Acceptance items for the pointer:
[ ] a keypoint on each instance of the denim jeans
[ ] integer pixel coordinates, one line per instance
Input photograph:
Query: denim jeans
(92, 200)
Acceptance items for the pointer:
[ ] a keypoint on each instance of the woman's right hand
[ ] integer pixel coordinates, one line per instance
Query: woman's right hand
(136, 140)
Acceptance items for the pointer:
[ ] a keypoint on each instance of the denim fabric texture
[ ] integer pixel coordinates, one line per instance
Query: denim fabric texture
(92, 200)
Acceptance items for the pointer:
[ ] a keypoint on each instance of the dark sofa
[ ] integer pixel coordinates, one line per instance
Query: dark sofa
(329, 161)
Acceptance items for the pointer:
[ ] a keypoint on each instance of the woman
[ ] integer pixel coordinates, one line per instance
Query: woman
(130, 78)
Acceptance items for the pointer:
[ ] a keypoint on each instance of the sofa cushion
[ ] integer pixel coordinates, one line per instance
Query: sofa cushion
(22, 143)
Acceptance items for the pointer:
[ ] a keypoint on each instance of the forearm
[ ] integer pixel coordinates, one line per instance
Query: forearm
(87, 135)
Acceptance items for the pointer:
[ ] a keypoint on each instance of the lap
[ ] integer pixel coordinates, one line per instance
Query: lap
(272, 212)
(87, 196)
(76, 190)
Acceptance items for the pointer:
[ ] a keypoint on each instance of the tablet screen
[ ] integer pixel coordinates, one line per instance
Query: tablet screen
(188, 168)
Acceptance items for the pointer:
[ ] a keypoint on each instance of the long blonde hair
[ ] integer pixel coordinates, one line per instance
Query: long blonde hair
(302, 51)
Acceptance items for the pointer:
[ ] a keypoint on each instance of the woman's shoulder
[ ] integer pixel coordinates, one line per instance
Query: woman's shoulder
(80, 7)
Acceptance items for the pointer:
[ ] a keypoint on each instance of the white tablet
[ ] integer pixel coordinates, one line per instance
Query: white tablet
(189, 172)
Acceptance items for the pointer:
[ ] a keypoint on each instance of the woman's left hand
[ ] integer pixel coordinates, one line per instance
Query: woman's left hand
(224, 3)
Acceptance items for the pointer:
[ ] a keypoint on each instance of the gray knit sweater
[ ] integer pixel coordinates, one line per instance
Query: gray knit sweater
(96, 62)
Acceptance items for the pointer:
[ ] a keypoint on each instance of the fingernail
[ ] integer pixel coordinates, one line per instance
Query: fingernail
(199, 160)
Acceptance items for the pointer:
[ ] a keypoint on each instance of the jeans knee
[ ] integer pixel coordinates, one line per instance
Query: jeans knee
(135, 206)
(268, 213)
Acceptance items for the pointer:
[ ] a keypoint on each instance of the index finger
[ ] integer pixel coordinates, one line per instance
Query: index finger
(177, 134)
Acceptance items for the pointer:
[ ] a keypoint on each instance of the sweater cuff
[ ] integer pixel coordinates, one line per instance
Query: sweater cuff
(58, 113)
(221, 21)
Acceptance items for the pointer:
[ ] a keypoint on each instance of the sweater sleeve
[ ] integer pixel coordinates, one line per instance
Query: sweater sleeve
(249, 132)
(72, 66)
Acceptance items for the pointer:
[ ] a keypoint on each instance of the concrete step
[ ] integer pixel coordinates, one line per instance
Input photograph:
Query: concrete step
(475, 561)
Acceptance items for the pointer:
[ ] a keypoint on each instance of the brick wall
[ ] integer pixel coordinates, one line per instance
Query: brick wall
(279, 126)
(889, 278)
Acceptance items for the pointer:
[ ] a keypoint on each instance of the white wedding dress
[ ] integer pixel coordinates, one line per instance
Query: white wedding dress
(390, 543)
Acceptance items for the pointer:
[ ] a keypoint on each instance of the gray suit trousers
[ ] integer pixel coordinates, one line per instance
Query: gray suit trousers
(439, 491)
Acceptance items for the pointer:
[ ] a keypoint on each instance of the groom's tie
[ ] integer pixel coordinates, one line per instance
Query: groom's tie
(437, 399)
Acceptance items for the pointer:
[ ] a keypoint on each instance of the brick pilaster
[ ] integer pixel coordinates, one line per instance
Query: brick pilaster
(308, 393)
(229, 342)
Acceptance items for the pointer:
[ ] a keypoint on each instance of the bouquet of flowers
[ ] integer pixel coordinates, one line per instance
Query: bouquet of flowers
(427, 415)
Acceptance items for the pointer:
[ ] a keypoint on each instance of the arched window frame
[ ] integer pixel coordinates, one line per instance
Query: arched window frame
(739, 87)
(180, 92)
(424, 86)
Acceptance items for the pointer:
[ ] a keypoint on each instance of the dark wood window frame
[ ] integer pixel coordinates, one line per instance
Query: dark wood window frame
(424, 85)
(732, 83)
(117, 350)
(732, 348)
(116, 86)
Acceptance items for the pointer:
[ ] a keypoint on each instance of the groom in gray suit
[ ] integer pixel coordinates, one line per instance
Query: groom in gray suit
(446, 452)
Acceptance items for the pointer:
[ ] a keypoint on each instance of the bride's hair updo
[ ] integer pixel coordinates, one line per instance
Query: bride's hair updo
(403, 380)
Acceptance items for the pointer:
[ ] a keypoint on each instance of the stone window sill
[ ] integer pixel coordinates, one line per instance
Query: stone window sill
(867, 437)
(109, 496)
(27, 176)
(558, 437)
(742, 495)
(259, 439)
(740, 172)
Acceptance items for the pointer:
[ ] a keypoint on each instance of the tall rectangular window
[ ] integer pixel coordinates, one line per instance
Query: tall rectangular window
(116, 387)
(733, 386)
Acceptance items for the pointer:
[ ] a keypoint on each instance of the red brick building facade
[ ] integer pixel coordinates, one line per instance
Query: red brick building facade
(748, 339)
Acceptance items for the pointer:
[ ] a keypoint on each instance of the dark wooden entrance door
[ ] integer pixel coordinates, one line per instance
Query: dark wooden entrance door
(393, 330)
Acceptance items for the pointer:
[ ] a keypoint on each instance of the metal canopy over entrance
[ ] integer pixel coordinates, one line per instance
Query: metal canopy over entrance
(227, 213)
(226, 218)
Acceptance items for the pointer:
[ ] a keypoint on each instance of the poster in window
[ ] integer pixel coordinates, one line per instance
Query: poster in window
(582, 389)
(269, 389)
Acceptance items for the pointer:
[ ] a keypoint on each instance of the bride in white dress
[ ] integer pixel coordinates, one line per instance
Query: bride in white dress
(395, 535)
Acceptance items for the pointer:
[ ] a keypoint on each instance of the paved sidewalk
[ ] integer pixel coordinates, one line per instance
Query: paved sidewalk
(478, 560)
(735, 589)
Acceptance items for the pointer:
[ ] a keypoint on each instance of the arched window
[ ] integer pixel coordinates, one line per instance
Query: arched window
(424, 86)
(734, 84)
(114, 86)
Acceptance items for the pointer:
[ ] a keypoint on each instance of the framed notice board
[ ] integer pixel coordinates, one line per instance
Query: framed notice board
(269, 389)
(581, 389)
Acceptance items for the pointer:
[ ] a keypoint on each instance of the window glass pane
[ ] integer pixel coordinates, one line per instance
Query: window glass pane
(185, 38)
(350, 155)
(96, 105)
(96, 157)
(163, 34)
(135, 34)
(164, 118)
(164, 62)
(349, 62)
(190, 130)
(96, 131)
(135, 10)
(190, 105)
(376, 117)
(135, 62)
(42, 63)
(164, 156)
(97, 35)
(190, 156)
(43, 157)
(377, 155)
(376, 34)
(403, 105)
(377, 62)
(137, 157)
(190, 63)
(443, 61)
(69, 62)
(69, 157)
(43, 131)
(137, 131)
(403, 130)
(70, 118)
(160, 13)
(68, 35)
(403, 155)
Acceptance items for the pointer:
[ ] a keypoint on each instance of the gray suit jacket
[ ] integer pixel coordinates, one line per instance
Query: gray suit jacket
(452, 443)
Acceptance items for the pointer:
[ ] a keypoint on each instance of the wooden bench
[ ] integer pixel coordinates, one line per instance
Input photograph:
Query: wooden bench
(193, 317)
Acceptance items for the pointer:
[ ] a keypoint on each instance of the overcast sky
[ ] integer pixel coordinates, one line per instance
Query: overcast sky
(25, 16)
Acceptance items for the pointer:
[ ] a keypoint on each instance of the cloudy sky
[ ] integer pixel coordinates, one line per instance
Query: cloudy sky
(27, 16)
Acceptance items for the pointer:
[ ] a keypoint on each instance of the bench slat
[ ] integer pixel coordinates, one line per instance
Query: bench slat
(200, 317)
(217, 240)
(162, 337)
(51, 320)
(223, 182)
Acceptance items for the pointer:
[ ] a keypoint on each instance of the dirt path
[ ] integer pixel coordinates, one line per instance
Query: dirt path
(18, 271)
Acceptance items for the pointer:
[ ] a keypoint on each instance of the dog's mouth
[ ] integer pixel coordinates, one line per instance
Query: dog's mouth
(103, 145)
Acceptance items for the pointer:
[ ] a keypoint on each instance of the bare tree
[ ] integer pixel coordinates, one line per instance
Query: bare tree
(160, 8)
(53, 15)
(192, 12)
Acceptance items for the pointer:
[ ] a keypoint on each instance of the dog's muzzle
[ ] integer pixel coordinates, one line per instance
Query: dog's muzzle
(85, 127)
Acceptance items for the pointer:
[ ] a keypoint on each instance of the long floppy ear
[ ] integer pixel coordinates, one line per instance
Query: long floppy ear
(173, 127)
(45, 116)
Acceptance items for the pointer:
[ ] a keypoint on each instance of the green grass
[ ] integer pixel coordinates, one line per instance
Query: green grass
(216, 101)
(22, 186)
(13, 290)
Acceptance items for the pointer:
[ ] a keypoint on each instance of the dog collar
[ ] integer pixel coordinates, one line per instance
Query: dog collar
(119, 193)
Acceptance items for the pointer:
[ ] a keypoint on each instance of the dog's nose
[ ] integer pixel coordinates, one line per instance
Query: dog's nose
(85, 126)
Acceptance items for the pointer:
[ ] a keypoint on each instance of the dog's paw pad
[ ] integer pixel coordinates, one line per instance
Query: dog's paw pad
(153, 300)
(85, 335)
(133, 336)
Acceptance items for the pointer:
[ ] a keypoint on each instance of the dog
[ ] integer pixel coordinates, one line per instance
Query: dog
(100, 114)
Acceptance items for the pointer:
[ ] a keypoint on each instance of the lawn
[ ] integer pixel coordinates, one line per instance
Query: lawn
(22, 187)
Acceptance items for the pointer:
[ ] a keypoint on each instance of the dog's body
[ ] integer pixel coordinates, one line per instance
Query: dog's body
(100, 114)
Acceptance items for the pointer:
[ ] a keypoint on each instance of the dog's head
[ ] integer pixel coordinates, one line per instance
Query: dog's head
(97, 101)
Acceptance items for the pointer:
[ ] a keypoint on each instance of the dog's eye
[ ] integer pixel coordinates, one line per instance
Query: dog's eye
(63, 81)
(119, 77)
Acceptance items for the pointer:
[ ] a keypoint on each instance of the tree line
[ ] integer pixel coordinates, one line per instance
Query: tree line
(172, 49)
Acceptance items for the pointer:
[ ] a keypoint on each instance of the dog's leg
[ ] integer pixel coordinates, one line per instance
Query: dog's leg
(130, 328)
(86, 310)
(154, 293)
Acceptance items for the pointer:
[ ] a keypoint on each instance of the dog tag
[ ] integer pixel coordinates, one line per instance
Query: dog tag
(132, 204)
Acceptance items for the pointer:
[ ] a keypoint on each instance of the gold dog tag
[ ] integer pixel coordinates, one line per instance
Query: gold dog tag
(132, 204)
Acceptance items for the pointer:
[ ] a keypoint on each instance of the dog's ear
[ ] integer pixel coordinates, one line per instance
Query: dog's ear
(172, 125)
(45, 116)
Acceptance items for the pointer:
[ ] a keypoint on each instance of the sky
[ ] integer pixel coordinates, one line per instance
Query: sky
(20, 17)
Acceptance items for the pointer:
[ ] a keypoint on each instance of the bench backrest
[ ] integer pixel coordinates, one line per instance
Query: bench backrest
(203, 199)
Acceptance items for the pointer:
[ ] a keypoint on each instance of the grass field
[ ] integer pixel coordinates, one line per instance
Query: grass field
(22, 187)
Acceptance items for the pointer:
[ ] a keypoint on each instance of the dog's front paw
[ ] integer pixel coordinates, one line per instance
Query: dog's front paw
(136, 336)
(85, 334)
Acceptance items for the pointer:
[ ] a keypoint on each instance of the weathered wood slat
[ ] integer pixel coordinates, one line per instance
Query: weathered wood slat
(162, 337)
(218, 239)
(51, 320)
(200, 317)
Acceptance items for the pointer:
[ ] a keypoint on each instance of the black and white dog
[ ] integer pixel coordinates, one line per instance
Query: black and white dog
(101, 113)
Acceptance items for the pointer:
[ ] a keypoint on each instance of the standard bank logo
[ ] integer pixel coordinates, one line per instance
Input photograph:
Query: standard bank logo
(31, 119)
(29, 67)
##########
» **REQUIRED WORK**
Exact copies of the lines from the start of the data up to the line holding "[ ] a keypoint on each instance of the sofa", both included, are all that is needed.

» **SOLUTION TO THE PROBLEM**
Acceptance items for the pointer:
[ ] a keypoint on each instance of the denim jeans
[ ] integer pixel coordinates, one line per instance
Input photograph:
Query: denim jeans
(92, 200)
Acceptance items for the pointer:
[ ] a keypoint on each instance of the woman's right hand
[ ] integer pixel coordinates, one line per instance
Query: woman's right hand
(136, 140)
Acceptance items for the pointer:
[ ] a keypoint on each instance of the denim fabric texture
[ ] integer pixel coordinates, one line per instance
Query: denim fabric texture
(92, 200)
Acceptance items for the pointer:
[ ] a keypoint on each instance of the dark sofa
[ ] integer pixel coordinates, one line per instance
Query: dark sofa
(329, 161)
Acceptance items for the pointer:
[ ] a keypoint on each instance of the woman
[ ] integer pixel coordinates, one line per instance
Query: woman
(130, 78)
Acceptance items for the pointer:
[ ] a keypoint on each instance of the sofa cushion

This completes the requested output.